• [DIRECTION]: Write the data out again, exactly as given.
============================================================
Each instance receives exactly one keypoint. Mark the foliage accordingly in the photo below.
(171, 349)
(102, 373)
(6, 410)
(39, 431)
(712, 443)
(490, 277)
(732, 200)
============================================================
• [CORRECT OUTPUT]:
Each instance receives exactly one keypoint. Mark the foliage accordingly in the photo below.
(171, 349)
(102, 373)
(6, 410)
(39, 431)
(712, 443)
(490, 277)
(732, 200)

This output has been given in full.